SOURCE EXTRACT -
============

For Iraq's Olympians, the Tokyo dream is just taking part

There is no realistic talk of medals for the four Iraqi athletes

For the four Iraqi athletes who have made it to Tokyo, there is no realistic talk of medals. Having overcome war, politics and pandemic, their dream is simply to participate.

Right up to November of last year, when a new national Olympic chief was elected Iraq’s very participation in the Games was in doubt.

Despite the loss of state financial support and the difficulties of travelling to qualifying events during the coronavirus pandemic, two Iraqi hopefuls managed to qualify for Tokyo.

Rower Mohammed Ryadh, 27, will take part in the men’s single sculls for the second Games in a row.

But he has no illusions about his medal chances after his French coach of the past nine years, Vincent Tassery, was prevented by restrictions linked to the pandemic from travelling to Baghdad.

============

WORK TO COMPLETE -
A: Answer these questions from the article on Iraq's Olympians, one line each.
(i) How many Iraqi athletes have made it to Tokyo?
(ii) When was a new national Olympic chief elected?
(iii) In which event will Mohammed Ryadh compete?
B: Extend the article on Iraq's Olympians, starting after its final sentence about the coach Vincent Tassery.

GIVEN MATERIAL -
============

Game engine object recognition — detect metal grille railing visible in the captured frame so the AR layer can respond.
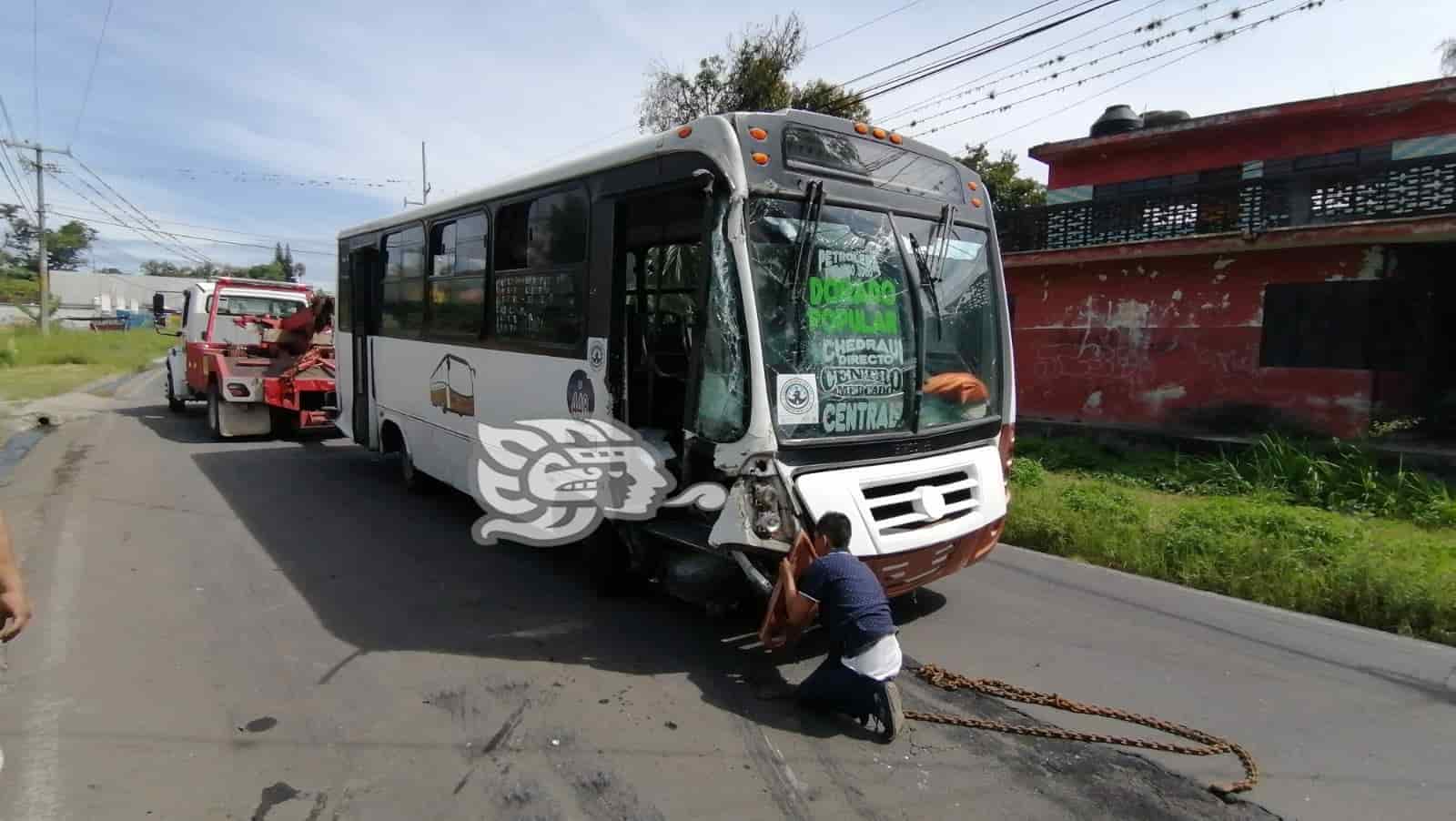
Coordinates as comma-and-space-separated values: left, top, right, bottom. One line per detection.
996, 155, 1456, 252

============

ANSWERS TO THE PROBLEMS -
A:
(i) Four.
(ii) In November of last year.
(iii) The men's single sculls.

B:
To date, Iraq has won just a single Olympic medal — a silver for weightlifting in Rome in 1960.

Sprinter Dana Hussein, 35, left it to mid-June to claim her women’s 200 metres berth with a qualifying time of 22.51 seconds with a gold in the pan-Arab athletics championship in Tunis.

Two other Iraqis were handed wildcard slots after coming close to their qualifying scores — 400 metre specialist Taha Hussein and shooter Fatima Abbas. The four make up Iraq’s smallest squad of Olympians since London in 1948.